_Quelldokument_
▬▬▬▬▬▬▬▬▬▬

Der Jubel auf der Demo war dann groß, als Ludwig vom Laptop auf der Bühne die Anzeigen an den Generalbundesanwalt abschickte: Während die AfD-Fraktion einen „Menschenrechtspreis“ für ihr Abstimmungsverhalten erhielt, soll gegen den großen Teil der restlichen Abgeordneten ermittelt werden. Ludwig erklärte den Vorwurf des ZAAVV: „Verbrechen gegen die Menschlichkeit“ durch die Einführung der einrichtungsbezogenen Impfpflicht. 580 Bundestagsabgeordnete und 15 Ländervertreter im Bundesrat hatten am 10. Dezember 2021 zugestimmt, dass Personal im Gesundheitswesen Immunitätsnachweise benötigt. Das Bundesverfassungsgericht wies eine Verfassungsbeschwerde zurück.

▬▬▬▬▬▬▬▬▬▬

_Daten zur Punktlokalisierung_
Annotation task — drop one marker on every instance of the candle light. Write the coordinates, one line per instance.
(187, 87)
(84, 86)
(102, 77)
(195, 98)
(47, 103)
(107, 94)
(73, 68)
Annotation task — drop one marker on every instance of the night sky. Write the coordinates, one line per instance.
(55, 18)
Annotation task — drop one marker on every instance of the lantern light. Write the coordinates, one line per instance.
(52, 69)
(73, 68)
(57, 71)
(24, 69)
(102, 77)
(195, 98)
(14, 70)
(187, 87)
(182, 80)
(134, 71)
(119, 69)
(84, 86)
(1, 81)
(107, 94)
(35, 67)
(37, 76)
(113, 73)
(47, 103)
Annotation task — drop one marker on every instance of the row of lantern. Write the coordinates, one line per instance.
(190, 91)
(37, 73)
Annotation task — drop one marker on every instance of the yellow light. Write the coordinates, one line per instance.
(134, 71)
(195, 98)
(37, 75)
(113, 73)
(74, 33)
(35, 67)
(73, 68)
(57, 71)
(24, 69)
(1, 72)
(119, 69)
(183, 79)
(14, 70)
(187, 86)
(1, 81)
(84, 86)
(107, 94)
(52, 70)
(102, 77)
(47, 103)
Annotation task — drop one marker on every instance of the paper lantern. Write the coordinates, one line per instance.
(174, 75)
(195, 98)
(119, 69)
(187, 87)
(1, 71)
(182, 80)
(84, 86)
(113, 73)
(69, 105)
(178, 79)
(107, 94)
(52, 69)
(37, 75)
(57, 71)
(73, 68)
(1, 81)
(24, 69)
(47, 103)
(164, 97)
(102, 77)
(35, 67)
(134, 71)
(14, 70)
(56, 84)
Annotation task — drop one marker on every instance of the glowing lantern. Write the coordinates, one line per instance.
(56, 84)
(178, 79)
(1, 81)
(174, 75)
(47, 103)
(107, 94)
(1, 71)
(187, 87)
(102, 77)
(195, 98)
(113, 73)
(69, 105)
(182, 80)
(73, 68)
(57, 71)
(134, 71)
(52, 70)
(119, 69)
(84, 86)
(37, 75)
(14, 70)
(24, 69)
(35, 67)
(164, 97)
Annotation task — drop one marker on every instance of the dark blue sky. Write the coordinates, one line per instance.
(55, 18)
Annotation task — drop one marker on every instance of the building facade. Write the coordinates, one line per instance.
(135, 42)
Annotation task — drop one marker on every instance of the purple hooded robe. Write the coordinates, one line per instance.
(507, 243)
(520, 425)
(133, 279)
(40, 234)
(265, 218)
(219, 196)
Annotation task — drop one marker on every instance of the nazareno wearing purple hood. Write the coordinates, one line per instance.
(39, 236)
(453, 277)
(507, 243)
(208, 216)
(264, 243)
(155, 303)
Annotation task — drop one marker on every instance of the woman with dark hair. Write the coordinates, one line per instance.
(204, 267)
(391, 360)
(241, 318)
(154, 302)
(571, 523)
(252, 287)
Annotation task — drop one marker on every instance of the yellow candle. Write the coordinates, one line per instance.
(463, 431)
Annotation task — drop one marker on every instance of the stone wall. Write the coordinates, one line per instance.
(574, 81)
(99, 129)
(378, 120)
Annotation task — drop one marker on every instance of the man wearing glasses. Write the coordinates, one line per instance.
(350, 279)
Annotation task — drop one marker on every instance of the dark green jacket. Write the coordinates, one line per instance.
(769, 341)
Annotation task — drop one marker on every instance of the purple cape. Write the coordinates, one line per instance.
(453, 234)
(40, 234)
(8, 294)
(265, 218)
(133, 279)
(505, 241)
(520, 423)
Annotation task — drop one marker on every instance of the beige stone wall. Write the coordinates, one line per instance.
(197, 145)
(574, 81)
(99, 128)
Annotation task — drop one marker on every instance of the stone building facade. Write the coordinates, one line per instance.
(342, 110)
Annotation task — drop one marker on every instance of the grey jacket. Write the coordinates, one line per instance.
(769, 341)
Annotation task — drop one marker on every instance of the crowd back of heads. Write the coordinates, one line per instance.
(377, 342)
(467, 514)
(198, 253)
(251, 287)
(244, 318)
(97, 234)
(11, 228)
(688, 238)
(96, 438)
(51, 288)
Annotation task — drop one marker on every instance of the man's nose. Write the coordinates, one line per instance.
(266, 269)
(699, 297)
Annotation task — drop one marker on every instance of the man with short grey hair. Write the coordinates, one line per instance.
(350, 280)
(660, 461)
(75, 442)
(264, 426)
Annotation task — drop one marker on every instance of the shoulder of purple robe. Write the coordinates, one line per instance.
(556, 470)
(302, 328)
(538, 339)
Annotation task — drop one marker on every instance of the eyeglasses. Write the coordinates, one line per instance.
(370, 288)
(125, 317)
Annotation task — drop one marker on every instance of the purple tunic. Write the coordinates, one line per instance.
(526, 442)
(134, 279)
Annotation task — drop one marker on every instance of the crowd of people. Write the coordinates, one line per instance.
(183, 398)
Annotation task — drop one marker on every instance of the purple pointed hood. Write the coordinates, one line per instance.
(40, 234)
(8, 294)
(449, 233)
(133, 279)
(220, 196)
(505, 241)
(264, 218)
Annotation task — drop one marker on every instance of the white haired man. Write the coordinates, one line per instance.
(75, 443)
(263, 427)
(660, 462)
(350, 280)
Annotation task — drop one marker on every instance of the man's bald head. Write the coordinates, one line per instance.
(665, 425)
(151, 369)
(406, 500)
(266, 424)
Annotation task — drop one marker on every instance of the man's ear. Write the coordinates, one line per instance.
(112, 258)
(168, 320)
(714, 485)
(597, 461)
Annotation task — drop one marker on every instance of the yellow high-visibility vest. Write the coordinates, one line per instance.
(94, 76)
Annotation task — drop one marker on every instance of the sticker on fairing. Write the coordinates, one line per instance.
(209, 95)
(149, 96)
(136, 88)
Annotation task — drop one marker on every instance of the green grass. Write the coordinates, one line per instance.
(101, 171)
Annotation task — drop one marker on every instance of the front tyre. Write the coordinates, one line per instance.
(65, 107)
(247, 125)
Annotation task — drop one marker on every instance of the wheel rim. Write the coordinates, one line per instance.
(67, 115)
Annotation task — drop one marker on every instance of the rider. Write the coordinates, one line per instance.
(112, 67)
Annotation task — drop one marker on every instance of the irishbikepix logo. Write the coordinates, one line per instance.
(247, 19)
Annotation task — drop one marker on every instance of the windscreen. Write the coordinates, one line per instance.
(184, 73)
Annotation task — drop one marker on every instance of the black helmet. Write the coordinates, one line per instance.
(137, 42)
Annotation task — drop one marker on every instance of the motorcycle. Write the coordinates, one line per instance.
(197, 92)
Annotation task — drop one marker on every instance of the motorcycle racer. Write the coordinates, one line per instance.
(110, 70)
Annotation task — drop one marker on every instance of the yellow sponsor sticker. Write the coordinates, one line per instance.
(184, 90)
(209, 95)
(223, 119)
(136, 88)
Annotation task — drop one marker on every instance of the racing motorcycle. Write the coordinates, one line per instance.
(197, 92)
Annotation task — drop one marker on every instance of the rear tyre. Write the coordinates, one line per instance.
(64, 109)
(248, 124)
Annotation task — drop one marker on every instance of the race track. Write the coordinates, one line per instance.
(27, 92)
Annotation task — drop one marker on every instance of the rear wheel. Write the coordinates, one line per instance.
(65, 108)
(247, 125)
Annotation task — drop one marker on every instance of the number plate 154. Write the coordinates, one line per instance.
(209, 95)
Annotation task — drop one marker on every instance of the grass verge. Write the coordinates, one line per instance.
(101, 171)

▬▬▬▬▬▬▬▬▬▬

_Deine Aufgabe_
Kopiere aus dem Quelldokument oben wortgetreu den Abschnitt, der mit den Worten „Der Jubel auf“ beginnt und mit „eine Verfassungsbeschwerde zurück.“ endet.

_Ergebnis dieser Aufgabe_
Der Jubel auf der Demo war dann groß, als Ludwig vom Laptop auf der Bühne die Anzeigen an den Generalbundesanwalt abschickte: Während die AfD-Fraktion einen „Menschenrechtspreis“ für ihr Abstimmungsverhalten erhielt, soll gegen den großen Teil der restlichen Abgeordneten ermittelt werden. Ludwig erklärte den Vorwurf des ZAAVV: „Verbrechen gegen die Menschlichkeit“ durch die Einführung der einrichtungsbezogenen Impfpflicht. 580 Bundestagsabgeordnete und 15 Ländervertreter im Bundesrat hatten am 10. Dezember 2021 zugestimmt, dass Personal im Gesundheitswesen Immunitätsnachweise benötigt. Das Bundesverfassungsgericht wies eine Verfassungsbeschwerde zurück.